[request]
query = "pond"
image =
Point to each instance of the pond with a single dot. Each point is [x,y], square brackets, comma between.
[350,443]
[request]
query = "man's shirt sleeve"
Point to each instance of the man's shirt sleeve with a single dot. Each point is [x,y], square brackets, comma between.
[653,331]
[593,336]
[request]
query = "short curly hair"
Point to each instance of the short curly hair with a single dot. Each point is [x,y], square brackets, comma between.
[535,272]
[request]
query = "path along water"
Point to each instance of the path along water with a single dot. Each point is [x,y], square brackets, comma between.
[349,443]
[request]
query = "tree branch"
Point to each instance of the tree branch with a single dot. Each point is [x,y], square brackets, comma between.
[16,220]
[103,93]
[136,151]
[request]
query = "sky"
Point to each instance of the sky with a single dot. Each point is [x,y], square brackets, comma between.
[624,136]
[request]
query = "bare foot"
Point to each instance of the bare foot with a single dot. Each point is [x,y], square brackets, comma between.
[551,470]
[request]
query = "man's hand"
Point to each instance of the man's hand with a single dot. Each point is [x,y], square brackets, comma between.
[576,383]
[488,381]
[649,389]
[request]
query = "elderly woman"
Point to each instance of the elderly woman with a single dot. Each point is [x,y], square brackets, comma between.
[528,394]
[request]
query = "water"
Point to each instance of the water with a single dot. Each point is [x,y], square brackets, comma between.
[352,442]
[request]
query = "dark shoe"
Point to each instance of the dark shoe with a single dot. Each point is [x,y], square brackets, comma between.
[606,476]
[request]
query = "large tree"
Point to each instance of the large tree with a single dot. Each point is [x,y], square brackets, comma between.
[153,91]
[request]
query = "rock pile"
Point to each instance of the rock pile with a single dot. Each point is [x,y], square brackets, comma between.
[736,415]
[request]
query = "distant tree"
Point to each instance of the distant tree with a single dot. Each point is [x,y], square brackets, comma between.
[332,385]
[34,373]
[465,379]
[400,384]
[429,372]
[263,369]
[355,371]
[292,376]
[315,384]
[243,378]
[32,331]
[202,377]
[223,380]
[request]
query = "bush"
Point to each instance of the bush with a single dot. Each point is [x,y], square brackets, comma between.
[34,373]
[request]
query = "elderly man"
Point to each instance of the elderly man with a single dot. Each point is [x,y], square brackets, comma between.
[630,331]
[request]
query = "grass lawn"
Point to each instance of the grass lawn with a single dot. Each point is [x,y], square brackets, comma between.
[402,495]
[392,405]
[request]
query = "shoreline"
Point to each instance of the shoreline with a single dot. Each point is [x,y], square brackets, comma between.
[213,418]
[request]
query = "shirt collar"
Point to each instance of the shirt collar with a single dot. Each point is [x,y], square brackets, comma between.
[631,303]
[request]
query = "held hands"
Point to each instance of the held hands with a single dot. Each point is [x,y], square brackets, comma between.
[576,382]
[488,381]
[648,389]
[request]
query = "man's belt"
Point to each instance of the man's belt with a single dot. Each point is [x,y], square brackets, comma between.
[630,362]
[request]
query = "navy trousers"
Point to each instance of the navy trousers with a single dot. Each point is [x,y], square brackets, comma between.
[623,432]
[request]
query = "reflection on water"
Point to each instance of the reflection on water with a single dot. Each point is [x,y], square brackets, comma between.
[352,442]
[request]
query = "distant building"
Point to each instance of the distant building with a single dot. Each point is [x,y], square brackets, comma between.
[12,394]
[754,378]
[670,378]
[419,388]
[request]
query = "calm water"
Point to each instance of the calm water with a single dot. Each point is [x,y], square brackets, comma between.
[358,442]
┄┄┄┄┄┄┄┄┄┄
**YOUR TASK:**
Copy the listing exactly.

**EXPECTED ANSWER:**
[request]
query = "pond"
image =
Point to each instance of the pond with a single dot. Each point is [x,y], square brackets, comma between.
[350,443]
[request]
query = "man's shirt sleeve"
Point to each instance of the man's shirt sleeve with a single dot. Each point is [x,y], square brackets, comma between.
[653,331]
[593,336]
[request]
query = "short curly hair"
Point to each instance of the short curly hair with a single dot. Each point is [x,y], square brackets, comma between.
[535,272]
[request]
query = "path along water"
Point to each instance of the path along water with a single dot. Each point is [x,y], square brackets, comma between.
[349,443]
[request]
query = "tree branch"
Point to each instance of the tree branch with a single dot. Each point is [x,y], square brackets, comma between.
[16,220]
[103,93]
[136,151]
[request]
query = "sky"
Point to each instance of the sky with a single dot. Each point is [x,y], square brackets, comma between.
[624,136]
[request]
query = "bare foot"
Point to each instance of the bare foot with a single dot. Each point is [x,y], square brackets, comma between.
[551,470]
[request]
query = "man's hand"
Point to each instance of the man's hand with a single dot. Each point is [x,y], square brackets, comma between.
[576,383]
[488,381]
[649,389]
[request]
query = "elderly woman"
Point to each instance of the elderly woman with a single dot. Each point is [x,y], square brackets, comma between.
[528,394]
[request]
query = "water"
Point to each instance of the water with a single dot. Each point is [x,y], square brackets, comma between.
[352,442]
[request]
query = "dark shoe"
Point to each instance of the dark shoe with a single dot. Each point is [x,y], square brackets, comma between.
[606,476]
[request]
query = "large tree"
Point to each instance of the large tree with a single dot. Each point is [x,y], square brackets, comma between.
[153,91]
[request]
query = "rock pile"
Point to each instance of the rock pile with a single dot. Each point is [x,y], square brackets, comma between.
[736,415]
[request]
query = "distant tree"
Point to each instance of the distant tree with a single dot. Each point is [x,y], square brackets, comma between.
[332,385]
[34,373]
[465,379]
[400,384]
[429,372]
[263,369]
[355,371]
[292,376]
[315,384]
[243,378]
[32,331]
[202,377]
[223,380]
[request]
query = "bush"
Point to each instance of the bush with a single dot. Each point is [x,y], square brackets, comma between.
[34,373]
[request]
query = "elderly man"
Point to each instance of the elderly man with a single dot. Each point is [x,y], square brackets, comma between.
[630,331]
[request]
query = "grass lawn"
Point to each instance of the grass lawn with a single dot. Each point is [x,y], square brackets, comma between.
[402,495]
[392,405]
[request]
query = "shoreline"
Point to each instance of the shoreline with a single dot. Each point is [x,y], square brackets, comma between.
[213,418]
[request]
query = "shirt collar"
Point to each instance of the shirt collar with a single dot. Each point is [x,y], square brackets, comma between.
[631,303]
[request]
query = "held hands"
Point to each instance of the held hands with a single dot. Each point is [x,y], square brackets, comma between.
[576,382]
[488,381]
[648,389]
[request]
query = "man's belt"
Point to each instance of the man's belt with a single dot. Each point is [x,y], square brackets, comma between.
[630,362]
[request]
query = "navy trousers"
Point to each instance of the navy trousers with a single dot. Each point is [x,y], square brackets, comma between.
[623,432]
[request]
query = "reflection on water"
Point to each instance of the reflection on water with a single dot. Each point is [x,y], square brackets, comma between.
[352,442]
[request]
query = "distant building"
Point to each instance of the distant building with a single dot. Each point is [x,y], square brackets, comma between.
[12,394]
[754,378]
[670,378]
[419,388]
[request]
query = "calm water"
Point to each instance of the calm water with a single dot. Each point is [x,y], square brackets, comma between.
[358,442]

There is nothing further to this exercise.